_YOUR ASSIGNMENT_
Below are some entries; can you quote all of them exactly?

(Referring expression pointing data)

☆ ☆ ☆

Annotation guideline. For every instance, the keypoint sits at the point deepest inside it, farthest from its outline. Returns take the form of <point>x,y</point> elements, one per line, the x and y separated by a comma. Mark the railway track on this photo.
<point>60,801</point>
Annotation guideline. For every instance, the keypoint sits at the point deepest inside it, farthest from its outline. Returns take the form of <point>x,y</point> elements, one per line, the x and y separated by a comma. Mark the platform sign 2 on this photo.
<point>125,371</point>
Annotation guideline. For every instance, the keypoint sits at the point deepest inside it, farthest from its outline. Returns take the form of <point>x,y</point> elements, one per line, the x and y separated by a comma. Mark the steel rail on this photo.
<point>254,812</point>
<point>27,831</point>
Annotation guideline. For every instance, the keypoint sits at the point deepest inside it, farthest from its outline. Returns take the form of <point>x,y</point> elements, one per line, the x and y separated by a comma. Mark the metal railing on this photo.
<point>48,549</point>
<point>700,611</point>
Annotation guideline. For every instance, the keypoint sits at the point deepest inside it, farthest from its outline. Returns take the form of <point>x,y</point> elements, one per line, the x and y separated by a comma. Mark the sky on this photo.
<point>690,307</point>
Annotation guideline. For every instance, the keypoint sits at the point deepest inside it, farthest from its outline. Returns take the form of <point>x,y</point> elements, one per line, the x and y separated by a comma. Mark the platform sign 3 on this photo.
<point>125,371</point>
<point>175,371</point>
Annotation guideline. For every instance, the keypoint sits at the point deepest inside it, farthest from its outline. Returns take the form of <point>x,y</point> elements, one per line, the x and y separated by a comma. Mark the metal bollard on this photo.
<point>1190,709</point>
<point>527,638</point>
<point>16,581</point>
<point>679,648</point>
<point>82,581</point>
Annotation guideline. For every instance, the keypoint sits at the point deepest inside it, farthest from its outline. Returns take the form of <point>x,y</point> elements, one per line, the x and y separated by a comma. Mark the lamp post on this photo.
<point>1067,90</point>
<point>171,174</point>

☆ ☆ ☆

_ANSWER BOX_
Annotation guideline. For every instance, the keypoint sits at the point deepest inside it, farthest from its outline. Returns take the form of <point>x,y</point> elements, one per line, the x and y separated by a comma. Mark the railway track on this photo.
<point>60,801</point>
Annotation guideline. For every instance, the keypoint sits at the point deepest inside it, farthest from its outline. Returns take the form of <point>x,y</point> elements, one per line, the x and y separated by a comma. Mark the platform sign 2 on this photo.
<point>125,371</point>
Annotation guideline. For every instance, the keypoint sits at the point deepest inside it, farthest from its outline. Returns take the form of <point>x,y</point> elements, one per line, the x and y separated by a comma. Mark the steel rail on this photo.
<point>254,812</point>
<point>27,831</point>
Annotation guideline. For every instance, the keypoint sits at the point deepest inside it, farthest from its outline. Returns take the form of <point>x,y</point> elements, one per line, the x and y separated by a comma. Mark the metal railing on this photo.
<point>48,549</point>
<point>700,611</point>
Annotation guideline. For every instance, the keypoint sits at the point deepest inside it, farthest from its outline. Returns take the form of <point>x,y</point> elements, one per line, the x and y separated by a comma. Mark the sky on this photo.
<point>690,307</point>
Annotation guideline. For every instance, the keypoint sits at the point deepest inside it, farthest from its outline. Returns take the form of <point>x,y</point> elements, one per line, the x and y separated by a comma. Mark the platform sign 3 on this photo.
<point>125,371</point>
<point>175,371</point>
Annotation guideline. For every instance, the keypoint sits at the point deepest inside it, farthest from its outline. Returns take the form of <point>x,y</point> elements, one per line, the x and y separated by a comma. Mark the metal bollard on this photo.
<point>1190,709</point>
<point>527,638</point>
<point>16,581</point>
<point>679,648</point>
<point>82,581</point>
Annotation guideline. For every instance, the keypoint sits at the point deepest inside it, farthest from its outline. Returns take the form of <point>x,y</point> elements, one per line, the x and y separated by a comma. Mark the lamp post on this photo.
<point>1067,90</point>
<point>171,174</point>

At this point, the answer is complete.